» REQUESTS:
1. In the Perl notes, write out the part from "The old way" to "and abs_path ).", word for word.
2. Do these statements agree with the Perl notes? For each, answer yes or no and quote the words that settle it. (a) exec never returns unless it fails. (b) system runs a command without forking first. (c) The CWD module provides getcwd and abs_path.

» PASSAGE:
------------------------------------------------

The old way has some caveats:
open INFO, "< info.txt" or die "can't open info.txt: $!"; # Leading/trailing whitespace are stripped!
open (INFO, "<", "info.txt") || die "can't open info.txt: $!"; # Using regular FILEHANDLE - name clashes in current package !!!
Common functions / modules
Some commonly used functions / modules:
Name | Description |
---|---|
chdir (function) | Change the current working directory |
-X (function) | Various test on files, directories... pretty much like in Bash scripts. |
CWD (module) | get pathname of current working directory (provides getcwd and abs_path ).
|
File::Basename (module) | Parse file paths into directory, filename and suffix |
System / STDIN / STDOUT / STDERR
Some examples related to handling of system calls, STDIN, STDOUT and STDERR.
Read something from standard input | $line = <STDIN>;
$line = readline(*STDIN); # same thing
chomp($line = <STDIN>); # remove trailing newline
|
Read one character from STDIN | print "Press RETURN...";
$key = getc();
|
System calls | system "echo hello world!";
system qq(echo hello world!);
system $MYCMD, qw(param1), 'the name is'.getname($index);
|
Discard STDERR on Windows / Linux. Note that on Windows, we use \nul because each folder as a nul handler and we want to reduce the number of used handle | my $STDERRNULL = "2>\\nul"; #use this on windows
my $STDERRNULL = "2>/dev/null"; #use this on unix
my @Results = qx(ls somedirectory $STDERRNULL);
|
Capture STDOUT | my @ouput = `ls`;
my @ouput = qx(ls);
system("ls >output.txt");
|
Capture command exit status | my $exit_status = system("del file.txt");
|
Temporarily disable STDERR and restore it afterwards | open(SAVE_STDERR, '>&STDERR');
close(STDERR) unless $ENV{CLEARCASE_TRACE_TRIGGERS};
$exe = qx(file $ptmp) =~ /executable|bourne|commands text|\bscript/i;
open(STDERR, '>&SAVE_STDERR');
close(SAVE_STDERR);
|
Processes, Pipes, IPC
References
See
- http://perldoc.perl.org/perlipc.html
- http://docstore.mik.ua/orelly/perl/prog3/ch16_03.htm
- http://perldoc.perl.org/IO/Pipe.html
See also the page on Unix's pipes.
exec
source: perldoc
# exec - executes a system command and never returns (except if failed)
exec ('foo') or die ("Can't execute foo: $!");
exec "sort $outfile | uniq" # parsed by system's command shell - support pipes and redirect
exec '/bin/echo', 'Your arguments are: ', @ARGV; # not parsed
system
source: perldoc
# system - same as exec, but forks first
system ('foo') or die ("Can't execute foo: $?");
system "sort $outfile | uniq" # parsed by system's command shell - support pipes and redirect
system '/bin/echo', 'Your arguments are: ', @ARGV; # not parsed
open
source: perldoc
open(my $fh, "input.txt") or die $!; # for input
open(my $fh, '<', "input.txt") or die $!; # for input
open(my $fh, '>', "output.txt") or die $!; # for output
open(my $fh, '>>', "output.txt") or die $!; # for appending
open(my $fh, '+<', "output.txt") or die $!; # for input / output (open existing file)

------------------------------------------------

Recorded data:

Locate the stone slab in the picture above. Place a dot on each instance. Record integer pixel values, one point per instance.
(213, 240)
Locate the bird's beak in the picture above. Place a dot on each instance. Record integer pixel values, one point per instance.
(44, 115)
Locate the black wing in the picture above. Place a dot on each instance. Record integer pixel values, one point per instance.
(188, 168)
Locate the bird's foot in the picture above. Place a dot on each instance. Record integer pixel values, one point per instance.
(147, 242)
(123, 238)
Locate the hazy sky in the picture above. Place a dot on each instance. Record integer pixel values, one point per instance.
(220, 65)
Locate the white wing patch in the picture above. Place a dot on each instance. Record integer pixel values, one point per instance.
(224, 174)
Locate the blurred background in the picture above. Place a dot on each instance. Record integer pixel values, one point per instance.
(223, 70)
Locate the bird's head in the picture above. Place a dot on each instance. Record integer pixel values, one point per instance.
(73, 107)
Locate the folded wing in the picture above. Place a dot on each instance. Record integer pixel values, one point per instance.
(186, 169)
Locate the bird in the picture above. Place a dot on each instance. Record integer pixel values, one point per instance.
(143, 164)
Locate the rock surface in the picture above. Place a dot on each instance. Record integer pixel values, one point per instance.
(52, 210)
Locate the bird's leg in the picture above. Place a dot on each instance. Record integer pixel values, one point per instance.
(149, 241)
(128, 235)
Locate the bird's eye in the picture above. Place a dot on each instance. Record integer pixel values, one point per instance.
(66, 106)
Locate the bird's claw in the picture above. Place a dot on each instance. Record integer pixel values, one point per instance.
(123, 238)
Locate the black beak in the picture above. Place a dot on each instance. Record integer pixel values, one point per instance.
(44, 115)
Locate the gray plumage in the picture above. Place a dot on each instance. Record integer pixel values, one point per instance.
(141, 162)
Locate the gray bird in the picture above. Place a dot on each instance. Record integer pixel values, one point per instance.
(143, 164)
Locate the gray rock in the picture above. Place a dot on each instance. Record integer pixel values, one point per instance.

------------------------------------------------

» ANSWERS IN ORDER:
1.
The old way has some caveats:
open INFO, "< info.txt" or die "can't open info.txt: $!"; # Leading/trailing whitespace are stripped!
open (INFO, "<", "info.txt") || die "can't open info.txt: $!"; # Using regular FILEHANDLE - name clashes in current package !!!
Common functions / modules
Some commonly used functions / modules:
Name | Description |
---|---|
chdir (function) | Change the current working directory |
-X (function) | Various test on files, directories... pretty much like in Bash scripts. |
CWD (module) | get pathname of current working directory (provides getcwd and abs_path ).

2.
(a) Yes: "executes a system command and never returns (except if failed)"
(b) No: "same as exec, but forks first"
(c) Yes: "provides getcwd and abs_path"